» **THE PROBLEM**
Rename "bounding box" to "rectangle" throughout the lines below and write them out again with everything else unchanged. Leave the pictures out.

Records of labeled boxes
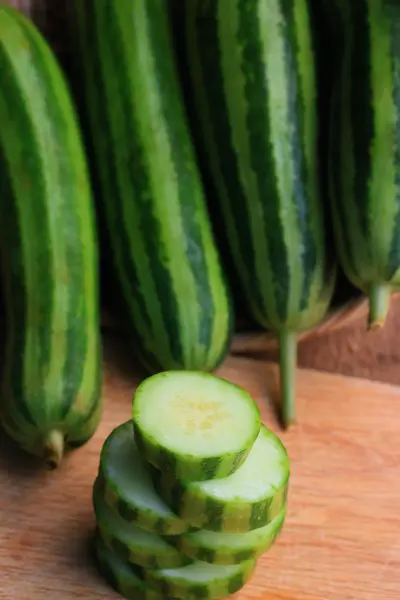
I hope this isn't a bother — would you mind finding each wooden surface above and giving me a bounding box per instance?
[0,344,400,600]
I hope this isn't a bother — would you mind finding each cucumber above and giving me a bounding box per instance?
[169,507,286,565]
[152,425,290,533]
[142,560,256,600]
[132,371,261,481]
[93,481,192,569]
[98,420,190,535]
[0,5,103,468]
[185,0,336,425]
[69,0,233,373]
[323,0,400,329]
[94,531,166,600]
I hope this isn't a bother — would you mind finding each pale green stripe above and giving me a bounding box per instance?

» **REPLY**
I hope this isn't a bother — would you mind finding each wooden surface above and giving me a rectangle per instance?
[0,344,400,600]
I hope this isn't a bother — would you mind finding each cucumber above and giving me a rectangle per instance?
[169,507,286,565]
[152,425,290,533]
[142,560,256,600]
[132,371,261,481]
[93,481,192,569]
[98,420,190,535]
[0,5,103,468]
[185,0,336,425]
[69,0,233,373]
[323,0,400,329]
[94,531,166,600]
I hope this isn't a bother — would you mind finding each pale green stripe above and giving me a rectangle per instance?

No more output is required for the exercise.